> _WHAT IS EXPECTED_
In the passage about hospice after Kevorkian, where did Kevorkian die?

> _PASSAGE_
▼

Hospice After Kevorkian: Still Lessons to be Learned

Dr Jacob “Jack” Kevorkian died on June 3, 2011 of   complications arising out of chronic kidney disease, hepatitis C and a blood clot, at William Beaumont Hospital in Royal Oak, Michigan.  I hope that at the end his life he was not in pain, not short of breath, not frightened and at peace.  For me, symbolically, his death marked the end of an approach to disease marked by surrender and abandonment. It always seemed to me that his message was that if one is very sick, one’s life is worthless.  Instead of exploring possibilities in the treatment of suffering Dr Kevorkian said that when things are very difficult, it was time to give up.   The message of euthanasia is that we do not have to try to help each other live; we can simply throw life away.   He proposed adding to the list of healing which includes medicine, prayer, wisdom, soft beds and love, death itself.   I would have hoped we had moved on from that bleak vision, and learned what is possible at the end of life.  Thus, the words of a patient surprised and saddened me.

My patient has an advancing cancer, for which he has been treated for several years. The disease is increasing and cannot be treated or cured. He understands this, and knows he is going to die from this cancer. My patient is still active, but becoming gradually more limited.  He has only modest pain, which is fairly well controlled.  However, I am concerned that soon he will become much more limited.  I am worried about increasing pain, shortness of breath or maybe bleeding.  His wife is a good caregiver, but is physically limited.  He could really use assistance, so that he can stay at home.  He could use more help so that when more difficult problems happen, there will be someone available to quickly adjust medication and if needed call me for more instructions.  He has need for emotional support for his wife and him. It seemed obvious, what to do.  I suggested that we contact home hospice.   He looked at me in shock.  He said, “I don’t need hospice, I am not ready to die.”

▲

> _DATA SUPPLIED_
▼

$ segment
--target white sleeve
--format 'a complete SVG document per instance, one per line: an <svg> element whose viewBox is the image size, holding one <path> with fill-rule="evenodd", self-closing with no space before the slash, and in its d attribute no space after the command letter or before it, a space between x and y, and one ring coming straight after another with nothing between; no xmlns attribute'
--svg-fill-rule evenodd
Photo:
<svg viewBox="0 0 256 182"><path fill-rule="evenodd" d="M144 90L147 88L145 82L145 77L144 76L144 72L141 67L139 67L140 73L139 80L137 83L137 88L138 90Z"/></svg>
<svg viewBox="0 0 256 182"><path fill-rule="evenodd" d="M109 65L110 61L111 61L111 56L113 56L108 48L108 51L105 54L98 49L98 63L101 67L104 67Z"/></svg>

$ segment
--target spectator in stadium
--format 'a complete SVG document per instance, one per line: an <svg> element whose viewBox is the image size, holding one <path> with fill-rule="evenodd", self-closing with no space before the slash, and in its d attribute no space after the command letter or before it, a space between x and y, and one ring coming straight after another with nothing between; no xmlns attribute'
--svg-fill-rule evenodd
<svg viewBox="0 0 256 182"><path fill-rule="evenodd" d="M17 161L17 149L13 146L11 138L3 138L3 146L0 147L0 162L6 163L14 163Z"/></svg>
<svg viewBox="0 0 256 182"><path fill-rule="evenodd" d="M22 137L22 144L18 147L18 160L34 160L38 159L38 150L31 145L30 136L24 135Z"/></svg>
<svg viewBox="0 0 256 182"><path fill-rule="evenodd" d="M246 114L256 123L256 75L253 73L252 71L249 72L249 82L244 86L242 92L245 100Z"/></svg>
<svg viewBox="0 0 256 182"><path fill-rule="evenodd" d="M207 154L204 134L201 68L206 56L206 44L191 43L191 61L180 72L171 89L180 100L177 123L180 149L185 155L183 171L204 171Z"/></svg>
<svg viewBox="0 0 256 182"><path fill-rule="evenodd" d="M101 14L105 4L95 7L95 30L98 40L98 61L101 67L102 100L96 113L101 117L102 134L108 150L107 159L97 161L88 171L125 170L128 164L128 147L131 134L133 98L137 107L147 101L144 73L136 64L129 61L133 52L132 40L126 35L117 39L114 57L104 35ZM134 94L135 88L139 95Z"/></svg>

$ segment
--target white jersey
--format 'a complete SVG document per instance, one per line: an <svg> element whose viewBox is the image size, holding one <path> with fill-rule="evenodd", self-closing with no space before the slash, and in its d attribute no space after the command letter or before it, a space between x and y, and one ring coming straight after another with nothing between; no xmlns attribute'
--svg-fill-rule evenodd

▲

> _REPLY_
At William Beaumont Hospital in Royal Oak, Michigan.